--- Information supplied ---

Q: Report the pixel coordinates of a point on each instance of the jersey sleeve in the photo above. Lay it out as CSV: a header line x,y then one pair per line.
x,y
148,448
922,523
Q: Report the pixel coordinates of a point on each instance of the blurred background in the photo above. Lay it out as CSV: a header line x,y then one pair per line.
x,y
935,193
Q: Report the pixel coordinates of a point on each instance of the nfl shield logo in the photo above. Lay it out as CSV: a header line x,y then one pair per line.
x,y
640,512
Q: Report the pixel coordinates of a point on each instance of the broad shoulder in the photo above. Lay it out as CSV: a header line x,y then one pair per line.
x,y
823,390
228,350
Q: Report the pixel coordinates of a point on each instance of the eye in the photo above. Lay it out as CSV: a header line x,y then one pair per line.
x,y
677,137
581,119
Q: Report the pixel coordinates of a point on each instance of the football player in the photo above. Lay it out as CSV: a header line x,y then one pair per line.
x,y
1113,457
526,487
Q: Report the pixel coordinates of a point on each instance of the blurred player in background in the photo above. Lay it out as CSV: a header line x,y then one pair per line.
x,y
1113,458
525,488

---

Copy every line of the data above without changing anything.

Q: Report the pixel coordinates of a point on each instance of the jersey sleeve in the photo above. Lay it out as CSV: a header line x,y then one pair per line.
x,y
148,448
922,523
Q: Report the pixel coordinates of a point on each instance of the blurred background in the photo above. Lay it out as CSV: a header line x,y then one pair per line.
x,y
935,193
Q: Report the pixel coordinates of a point on each instance of the nfl shield logo in the photo above. Lay it out as CSV: a header line x,y then one pair per line.
x,y
640,512
Q: Report the pixel coordinates of a point on each instance of the broad shoulder in the photo above. Lay it out as CSV: a header line x,y then one pair per line.
x,y
823,390
228,350
Q: Report the pixel coordinates of a point on each instance of the eye in the photo above. Lay it out as CSV: a header line x,y then one pair per line.
x,y
677,137
581,119
Q: Report the pixel coordinates of a point on each instance of the football player in the photo above. Lay it out as CSV: a header line x,y then one pair per line.
x,y
1113,457
526,487
Q: Report the pixel coordinates of a point on each instance of the blurred player in background in the photo above. Lay it out as CSV: a header line x,y then one pair per line.
x,y
1113,458
525,488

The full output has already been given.